-- Required task --
Update each of the rows below so that "Objective" becomes "Task" everywhere it appears, leaving every other character as it is.
--------------------------------
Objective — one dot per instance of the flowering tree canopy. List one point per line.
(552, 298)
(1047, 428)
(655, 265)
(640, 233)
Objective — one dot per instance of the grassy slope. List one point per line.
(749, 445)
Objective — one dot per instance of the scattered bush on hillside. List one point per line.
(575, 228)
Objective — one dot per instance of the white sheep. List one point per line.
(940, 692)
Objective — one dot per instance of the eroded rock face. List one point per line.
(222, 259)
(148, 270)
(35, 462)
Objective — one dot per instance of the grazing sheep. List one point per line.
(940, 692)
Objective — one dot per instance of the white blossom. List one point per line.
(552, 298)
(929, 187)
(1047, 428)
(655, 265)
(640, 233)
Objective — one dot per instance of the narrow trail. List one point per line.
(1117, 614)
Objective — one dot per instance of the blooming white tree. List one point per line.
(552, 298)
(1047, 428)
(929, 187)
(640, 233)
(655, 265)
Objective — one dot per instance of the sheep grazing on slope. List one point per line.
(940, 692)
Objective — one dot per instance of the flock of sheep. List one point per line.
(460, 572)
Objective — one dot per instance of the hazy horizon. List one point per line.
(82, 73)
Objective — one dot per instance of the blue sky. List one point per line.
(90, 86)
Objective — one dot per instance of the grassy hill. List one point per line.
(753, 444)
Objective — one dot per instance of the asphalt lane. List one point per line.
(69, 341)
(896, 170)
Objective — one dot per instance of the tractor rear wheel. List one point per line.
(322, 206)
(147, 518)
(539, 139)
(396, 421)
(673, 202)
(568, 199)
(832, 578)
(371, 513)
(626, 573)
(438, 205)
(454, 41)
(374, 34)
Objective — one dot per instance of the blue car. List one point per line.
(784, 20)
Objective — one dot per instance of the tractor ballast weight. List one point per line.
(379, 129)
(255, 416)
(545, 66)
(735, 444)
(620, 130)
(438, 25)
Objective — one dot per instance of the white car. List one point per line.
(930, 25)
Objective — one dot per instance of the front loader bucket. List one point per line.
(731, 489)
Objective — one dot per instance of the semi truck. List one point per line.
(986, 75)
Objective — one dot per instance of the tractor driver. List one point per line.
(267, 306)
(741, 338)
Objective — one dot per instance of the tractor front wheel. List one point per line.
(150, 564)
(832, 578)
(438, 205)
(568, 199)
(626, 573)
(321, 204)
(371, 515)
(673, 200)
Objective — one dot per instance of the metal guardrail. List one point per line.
--------------------------------
-- The solution --
Task — one dot per instance of the flowering tree canopy. List one point per line.
(552, 298)
(1047, 428)
(655, 265)
(640, 233)
Task — one dot per instance of the grassy slope. List one point per line.
(749, 445)
Task — one dot per instance of the scattered bush on hillside. List one point per line.
(575, 228)
Task — one dot per instance of the white sheep. List one point per line.
(940, 692)
Task — one dot per instance of the eroded rock face. List one point per line.
(222, 259)
(148, 270)
(35, 462)
Task — one dot per instance of the grazing sheep. List one point per line.
(940, 692)
Task — one dot per instance of the white blossom. List one point per line.
(552, 298)
(929, 187)
(1047, 428)
(655, 265)
(640, 233)
Task — one dot per instance of the narrow trail. List one point per line.
(1117, 614)
Task — one dot per instance of the blooming white tree. List one point per line.
(552, 298)
(1047, 428)
(929, 187)
(640, 233)
(655, 265)
Task — one dot per instance of the sheep grazing on slope. List one point per line.
(940, 692)
Task — one dot per instance of the flock of sheep. List one point per line.
(460, 572)
Task — one dot per instance of the hazy horizon. List one point per line.
(82, 73)
Task — one dot per instance of the blue sky. List one point per line.
(90, 86)
Task — one dot per instance of the grassy hill. List one point per line.
(753, 444)
Task — one dot per instance of the asphalt lane. List one point per line.
(69, 341)
(896, 170)
Task — one dot per instance of the tractor rear wheel. List one point per line.
(322, 206)
(147, 518)
(539, 139)
(396, 421)
(673, 202)
(568, 199)
(832, 578)
(371, 513)
(626, 573)
(438, 205)
(454, 41)
(374, 34)
Task — one dot per instance of the blue car. List one point per line.
(784, 20)
Task — one dot per instance of the tractor ballast weight. List one point per line.
(379, 129)
(255, 416)
(545, 66)
(735, 444)
(620, 130)
(438, 25)
Task — one dot per instance of the white car. List one point per line.
(930, 25)
Task — one dot per instance of the front loader bucket. List one point per line.
(731, 489)
Task — one dot per instance of the semi truck. List one point per line.
(986, 75)
Task — one dot per instance of the tractor driver. List one point per line.
(267, 306)
(741, 338)
Task — one dot per instance of the tractor front wheel. List one point per line.
(150, 564)
(832, 578)
(438, 205)
(568, 199)
(626, 573)
(321, 204)
(371, 515)
(673, 200)
Task — one dot per instance of the metal guardrail. List one point per line.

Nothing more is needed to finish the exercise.